**Records for this task**
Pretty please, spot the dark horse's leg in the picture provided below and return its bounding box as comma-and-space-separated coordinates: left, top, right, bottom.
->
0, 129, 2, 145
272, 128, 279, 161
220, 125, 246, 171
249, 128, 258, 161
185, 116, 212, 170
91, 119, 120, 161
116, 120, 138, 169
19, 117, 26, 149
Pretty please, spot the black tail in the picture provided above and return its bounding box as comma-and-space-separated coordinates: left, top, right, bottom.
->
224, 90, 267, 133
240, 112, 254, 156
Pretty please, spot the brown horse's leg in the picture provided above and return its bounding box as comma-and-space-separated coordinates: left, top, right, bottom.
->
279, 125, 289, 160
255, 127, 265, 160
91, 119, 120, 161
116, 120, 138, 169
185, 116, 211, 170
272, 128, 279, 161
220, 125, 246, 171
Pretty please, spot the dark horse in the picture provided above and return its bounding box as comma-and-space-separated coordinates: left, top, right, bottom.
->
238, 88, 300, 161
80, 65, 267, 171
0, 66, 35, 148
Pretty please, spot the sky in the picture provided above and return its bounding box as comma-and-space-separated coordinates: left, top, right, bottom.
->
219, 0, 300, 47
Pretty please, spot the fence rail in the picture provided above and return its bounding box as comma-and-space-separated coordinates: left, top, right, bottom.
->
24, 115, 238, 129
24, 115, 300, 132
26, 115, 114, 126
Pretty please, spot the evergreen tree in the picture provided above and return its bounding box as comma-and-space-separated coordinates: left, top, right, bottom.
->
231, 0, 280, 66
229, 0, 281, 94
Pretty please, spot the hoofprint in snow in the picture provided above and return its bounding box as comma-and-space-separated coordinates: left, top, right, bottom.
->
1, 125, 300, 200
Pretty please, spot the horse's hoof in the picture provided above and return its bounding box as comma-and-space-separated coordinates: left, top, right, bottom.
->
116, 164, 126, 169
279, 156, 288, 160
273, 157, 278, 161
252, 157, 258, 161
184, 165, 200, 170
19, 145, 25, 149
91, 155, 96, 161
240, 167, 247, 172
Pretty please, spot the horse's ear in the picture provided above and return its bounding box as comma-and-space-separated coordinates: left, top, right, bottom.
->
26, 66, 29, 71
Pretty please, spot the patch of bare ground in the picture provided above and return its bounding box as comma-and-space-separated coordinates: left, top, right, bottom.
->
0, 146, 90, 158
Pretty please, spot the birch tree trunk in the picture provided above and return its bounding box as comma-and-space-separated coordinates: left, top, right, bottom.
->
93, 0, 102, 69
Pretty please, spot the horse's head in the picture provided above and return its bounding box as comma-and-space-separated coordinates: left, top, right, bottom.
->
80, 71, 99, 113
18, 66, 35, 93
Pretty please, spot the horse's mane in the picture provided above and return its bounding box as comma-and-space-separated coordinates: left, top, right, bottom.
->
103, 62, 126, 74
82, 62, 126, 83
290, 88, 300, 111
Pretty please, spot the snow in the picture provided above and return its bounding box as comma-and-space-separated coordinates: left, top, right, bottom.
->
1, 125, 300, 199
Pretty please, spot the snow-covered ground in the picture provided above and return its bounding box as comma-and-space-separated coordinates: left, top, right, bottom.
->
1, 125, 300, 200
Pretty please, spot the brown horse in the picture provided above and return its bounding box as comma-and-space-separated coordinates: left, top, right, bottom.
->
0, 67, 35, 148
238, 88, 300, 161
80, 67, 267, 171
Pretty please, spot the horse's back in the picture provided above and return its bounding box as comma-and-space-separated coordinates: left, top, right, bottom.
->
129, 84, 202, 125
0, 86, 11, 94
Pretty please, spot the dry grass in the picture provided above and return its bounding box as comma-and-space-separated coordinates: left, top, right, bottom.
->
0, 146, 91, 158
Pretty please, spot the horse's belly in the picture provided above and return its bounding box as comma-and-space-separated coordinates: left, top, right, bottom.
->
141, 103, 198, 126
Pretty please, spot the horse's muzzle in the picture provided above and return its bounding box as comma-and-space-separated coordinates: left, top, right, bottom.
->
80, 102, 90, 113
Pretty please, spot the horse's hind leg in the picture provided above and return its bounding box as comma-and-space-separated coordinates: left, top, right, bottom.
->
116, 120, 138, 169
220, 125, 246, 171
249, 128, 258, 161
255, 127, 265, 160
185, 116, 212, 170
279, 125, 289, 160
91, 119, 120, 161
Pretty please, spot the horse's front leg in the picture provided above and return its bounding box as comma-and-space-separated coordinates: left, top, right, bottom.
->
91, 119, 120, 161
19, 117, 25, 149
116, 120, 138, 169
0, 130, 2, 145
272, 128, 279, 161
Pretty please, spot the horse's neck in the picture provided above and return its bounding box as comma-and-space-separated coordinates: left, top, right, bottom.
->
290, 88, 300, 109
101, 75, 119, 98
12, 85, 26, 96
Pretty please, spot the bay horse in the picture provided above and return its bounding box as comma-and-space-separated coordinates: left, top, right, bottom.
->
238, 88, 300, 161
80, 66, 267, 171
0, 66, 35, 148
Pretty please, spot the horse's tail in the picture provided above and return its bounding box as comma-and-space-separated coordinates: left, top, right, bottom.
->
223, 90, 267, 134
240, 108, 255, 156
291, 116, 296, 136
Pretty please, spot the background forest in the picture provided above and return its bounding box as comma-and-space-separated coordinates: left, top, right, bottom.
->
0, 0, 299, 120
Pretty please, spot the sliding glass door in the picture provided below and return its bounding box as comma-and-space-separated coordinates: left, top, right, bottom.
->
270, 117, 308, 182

**What the task requires**
Every entry above should be given again exactly as shown.

**Written answer**
Pretty please, spot the dark horse's leg in the picture provided below and return its bounding box as comma-and-space-separated coordinates: left, top, right, bottom.
->
0, 129, 2, 145
272, 128, 279, 161
220, 125, 246, 171
249, 128, 258, 161
185, 116, 212, 170
91, 119, 120, 161
116, 120, 138, 169
19, 117, 26, 149
Pretty please, spot the black tail in the picture provided above and return its bounding box as comma-and-space-separated coordinates: left, top, right, bottom.
->
224, 90, 267, 133
240, 112, 254, 156
Pretty please, spot the brown horse's leg in the picture provided above and return its bounding box as comma-and-space-separated coordinates: left, top, right, bottom.
->
279, 125, 289, 160
255, 127, 265, 160
91, 119, 120, 161
116, 120, 138, 169
185, 116, 211, 170
272, 128, 279, 161
220, 125, 246, 171
Pretty please, spot the dark horse in the picture provided above and return its bounding box as comma-and-space-separated coordinates: left, top, right, bottom.
->
238, 88, 300, 161
80, 65, 267, 171
0, 66, 35, 148
Pretty please, spot the sky in the picture provided above and return its bounding box as comma-and-space-separated coordinates: left, top, right, bottom.
->
219, 0, 300, 47
Pretty please, spot the fence rail in the picture provided above and return its bounding box as comma-and-space-separated coordinates: left, top, right, bottom.
->
24, 115, 238, 129
24, 115, 300, 132
26, 115, 114, 126
Pretty please, spot the evergreen tree in the picture provided above and return its bounding box as comma-and-space-separated coordinates: left, top, right, bottom.
->
231, 0, 280, 66
229, 0, 281, 94
Pretty please, spot the hoofprint in snow in the picture provided above and return its bounding box as comma-and-space-separated coordinates: left, top, right, bottom.
->
1, 125, 300, 200
Pretty please, spot the horse's hoof in the picture provided above and return its bounding box as comma-and-space-separated coordinates: left, top, right, bottom.
->
116, 164, 126, 169
279, 156, 288, 160
273, 157, 278, 161
252, 157, 258, 161
184, 165, 200, 170
19, 145, 25, 149
91, 155, 96, 161
240, 167, 247, 172
Pretty please, spot the horse's ear in the picture provided above and return its bounding box as comma-and-space-separated coordinates: left, top, right, bottom.
->
26, 66, 29, 71
Pretty please, spot the patch of bare ground in the picture provided above and return its bounding box as comma-and-space-separated coordinates: left, top, right, bottom.
->
0, 146, 90, 158
Pretty please, spot the birch tree trunk in the picture provided above and return its bounding box as comma-and-space-separated coordinates: left, top, right, bottom.
->
93, 0, 102, 69
Pretty please, spot the horse's head in the picture provided above and return its bounding box as comma-and-space-separated coordinates: left, top, right, bottom.
->
80, 71, 99, 113
18, 66, 35, 93
Pretty please, spot the horse's mane in the picture provided above and return its bounding box as comma-and-space-separated coordinates: left, top, right, bottom.
->
103, 62, 126, 74
82, 62, 126, 83
290, 88, 300, 111
Pretty please, spot the snow in the picture provided above and return its bounding box as comma-and-space-separated coordinates: left, top, right, bottom.
->
1, 125, 300, 199
Pretty please, spot the snow-covered ground in the picture provided above and return its bounding box as comma-and-space-separated coordinates: left, top, right, bottom.
->
1, 125, 300, 200
Pretty please, spot the brown horse in the picture provided above and return its bounding box as comma-and-space-separated coordinates: left, top, right, bottom.
->
0, 67, 35, 148
238, 88, 300, 161
80, 67, 267, 171
Pretty please, spot the horse's back in the picture provided above and return its bounding box as comma-and-space-separated coordinates: left, top, right, bottom.
->
129, 84, 202, 125
0, 86, 11, 94
Pretty please, spot the dry grass in the picture provided above and return its bounding box as comma-and-space-separated coordinates: left, top, right, bottom.
->
0, 146, 91, 158
Pretty please, spot the horse's belly in the picture provided above and return its bounding box as comma-and-space-separated coordinates: left, top, right, bottom.
->
141, 103, 198, 126
Pretty please, spot the horse's muzzle in the picture provided above and return its bounding box as comma-and-space-separated coordinates: left, top, right, bottom.
->
80, 102, 90, 113
Pretty please, spot the horse's hind leg in the picture provided above and return its bounding box as comma-and-space-separated coordinates: left, top, right, bottom.
->
116, 120, 138, 169
220, 125, 246, 171
249, 128, 258, 161
255, 127, 265, 160
185, 116, 212, 170
279, 125, 289, 160
91, 119, 120, 161
Pretty please, spot the horse's front leg in the picture provided above and return its bounding box as comma-and-space-separated coordinates: left, top, right, bottom.
->
91, 119, 120, 161
19, 117, 25, 149
116, 120, 138, 169
0, 130, 2, 145
272, 128, 279, 161
Pretty please, spot the horse's neck in the picture provided above and return its bounding box as comma-and-space-separated coordinates: left, top, right, bottom.
->
290, 88, 300, 109
101, 75, 119, 98
12, 85, 26, 96
Pretty please, spot the bay horse in the picture provided above and return its bounding box as comma-and-space-separated coordinates: left, top, right, bottom.
->
238, 88, 300, 161
80, 66, 267, 171
0, 66, 35, 148
Pretty please, spot the horse's tail in the picture provided above and return its bounding box as comma-and-space-separated coordinates: left, top, right, bottom.
->
223, 90, 267, 134
240, 108, 255, 156
291, 116, 296, 136
Pretty please, spot the background forest in the picture provided above and return its bounding box as comma-and-space-separated coordinates: left, top, right, bottom.
->
0, 0, 299, 120
Pretty please, spot the sliding glass door in the picture provided below and return its bounding box as comma-and-space-separated coordinates: left, top, right, bottom.
->
270, 117, 308, 182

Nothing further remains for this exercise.